__Verilen metin__
-=-=-=-=-
Goran ‘‘Kimliğimiz petrol oldu’’ diye ifade ediyor düşüncelerini. ‘‘Fakat petrol sektörünün büyümesi o kadar hızlıydı ki ayak uyduramadık’’ diye sözlerini sürdürüyor. ‘‘Ülkeye giren paranın tamamını izlemeyi başaramadık ve şimdi sonuçlarını görüyoruz’’ diye sözlerini tamamlıyor.
2014 yılı yaz aylarında ISIS terör örgütüne karşı savaş başladığında, Kürt ordusu oldukça tartışmalı bir statüsü olan Kerkük kentindeki petrol kuyularını ele geçirmiş ve bu kuyulardan elde edilen petrol gelirlerine el koyularak, Bağdat hükümetinden izin alınmadan bütün bölgeye ihraç edilmeye başlanmıştır. Bu bir anlamda, Amerikalıların on yıl önce onay verdikleri strateji ile aynıdır. Tepki olarak Bağdat yönetimi, Irak anayasasına göre Kürtlerin hakkı olan, federal bütçedeki Kürt Bölgesel Yönetiminin %17’lik payını göndermeyi durdurmuştur.
O andan sonra petrol fiyatları büyük bir hızla düşmeye başlamış ve bir ara varil fiyatı 24 dolara kadar gerilemiştir. 2015 yılına kadar ekonomik büyüme hızı 2,5’e düşmüştür. Şu anda Irak Kürdistanı’ndaki işsizlik oranı %14’den fazladır.
Bağdat’taki merkezi hükümetten gelen nakit akışı da olmadığından IKBY para kaybetmiştir. Irak Kürdistanı’nın en üst düzeydeki aileleri ve sadık yetkililer zenginleşmeye devam ederken memurlara aylar boyunca maaş ödemeleri yapılamamış ve birçoğu memuriyet görevinden ayrılmak veya ek iş bulmak zorunda kalmıştır.
Irak Kürdistanı’nın petrol gelirlerinden faydalananlar ile başkent Erbil’in fiziksel örtüsünde dahi görülemeyenler arsındaki ayırım iyice keskin bir hale gelmiş durumdadır.
-=-=-=-=-
__İstek 1__
Irak Kürdistanı'nın petrol gelirlerini anlatan metne göre aşağıdaki soruları yanıtlayın.
(a) Bağdat yönetimi, federal bütçede Kürt Bölgesel Yönetimine ait yüzde kaçlık payı göndermeyi durdurmuştur?
(b) Petrolün varil fiyatı bir ara kaç dolara kadar gerilemiştir?
(c) Irak Kürdistanı'ndaki işsizlik oranı şu anda ne kadardır?
Metin ile kayıtlar arasında herhangi bir bağlantı yoktur.

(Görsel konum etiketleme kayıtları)
-=-=-=-=-
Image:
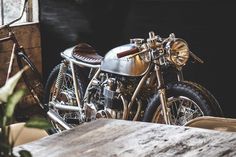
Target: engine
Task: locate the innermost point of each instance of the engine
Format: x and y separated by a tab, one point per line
110	94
-=-=-=-=-
__İstek 2__
Lütfen kayıtlardaki bütün satırları hiçbir değişiklik yapmadan aynen yazdırın. Görselleri yanıta dahil etmeyin.

__Yazılı yanıt 1__
(a) %17
(b) 24 dolar
(c) %14'ten fazla

__Yazılı yanıt 2__
Image:
Target: engine
Task: locate the innermost point of each instance of the engine
Format: x and y separated by a tab, one point per line
110	94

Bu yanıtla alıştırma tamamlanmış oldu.